Quote the data below in full, please, without altering anything.
──────── RECORDS PROVIDED
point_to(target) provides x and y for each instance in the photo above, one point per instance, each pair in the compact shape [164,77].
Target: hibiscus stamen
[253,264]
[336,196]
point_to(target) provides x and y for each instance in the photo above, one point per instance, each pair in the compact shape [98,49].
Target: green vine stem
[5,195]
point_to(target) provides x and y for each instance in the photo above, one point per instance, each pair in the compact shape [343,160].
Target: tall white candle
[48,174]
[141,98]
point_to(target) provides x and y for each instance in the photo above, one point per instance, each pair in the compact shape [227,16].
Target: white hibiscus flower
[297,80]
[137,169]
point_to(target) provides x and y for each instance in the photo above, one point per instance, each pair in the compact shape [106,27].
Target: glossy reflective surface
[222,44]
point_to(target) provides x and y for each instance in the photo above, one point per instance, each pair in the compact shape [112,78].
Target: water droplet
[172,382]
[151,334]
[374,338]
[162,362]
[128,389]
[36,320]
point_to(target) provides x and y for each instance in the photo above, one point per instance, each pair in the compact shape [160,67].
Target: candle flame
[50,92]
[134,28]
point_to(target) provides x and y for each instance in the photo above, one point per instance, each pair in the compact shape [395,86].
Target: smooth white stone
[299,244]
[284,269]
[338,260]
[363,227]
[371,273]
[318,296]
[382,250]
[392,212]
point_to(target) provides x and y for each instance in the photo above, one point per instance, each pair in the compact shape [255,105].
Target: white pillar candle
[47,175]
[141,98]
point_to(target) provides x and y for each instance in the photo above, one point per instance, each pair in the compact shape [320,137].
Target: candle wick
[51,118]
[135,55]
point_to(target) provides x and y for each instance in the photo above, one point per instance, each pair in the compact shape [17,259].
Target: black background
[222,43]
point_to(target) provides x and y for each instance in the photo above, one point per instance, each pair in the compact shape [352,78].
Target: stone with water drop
────────────────
* _RESPONSE TO THE EXERCISE_
point_to(target) provides x and y for each instance in the photo above, one point per instance, each pair in the compact shape [164,77].
Target: hibiscus stamen
[253,264]
[336,196]
point_to(target) provides x and y for each instance in the photo above, one point per instance, each pair in the compact shape [98,49].
Target: green vine stem
[5,195]
point_to(target) provides x and y for each instance in the photo above, one point per instance, each pair in the compact shape [343,160].
Target: tall white candle
[48,174]
[141,98]
point_to(target) provides x and y for each instance in the photo above, one point per instance, each pair in the compact shape [227,16].
Target: white hibiscus flower
[297,80]
[137,169]
point_to(target) provides x and y for each instance in the photo above, one point per instance, each pair in the compact shape [106,27].
Target: glossy reflective surface
[222,44]
point_to(target) provides x and y for each instance in the photo above, one point per instance, each pair in the compact shape [112,78].
Target: water droplet
[172,382]
[151,334]
[374,338]
[162,362]
[128,389]
[36,320]
point_to(target) provides x and y for each instance in the photo above, one point per instance, each pair in the compact shape [160,67].
Target: candle flame
[50,92]
[134,28]
point_to(target) provides x and y for each instance in the photo above, one point per instance, each pair in the compact shape [395,86].
Target: smooth white stone
[299,244]
[284,269]
[338,260]
[363,227]
[371,273]
[318,296]
[382,250]
[392,212]
point_to(target) provides x and y for each instance in the photo above, one point per instance, each pair in the compact shape [255,105].
Target: white pillar candle
[47,175]
[141,98]
point_to(target) provides x and y for each instance in the photo above, one point per instance, each pair in the compact shape [320,137].
Target: candle wick
[51,118]
[135,55]
point_to(target) provides x and y for each instance in the photo above, one point per instance, each pair in the compact shape [17,259].
Target: black background
[222,43]
point_to(target) provides x and y for each instance in the photo above, one point per instance, each pair in the compact shape [352,78].
Target: stone with water drop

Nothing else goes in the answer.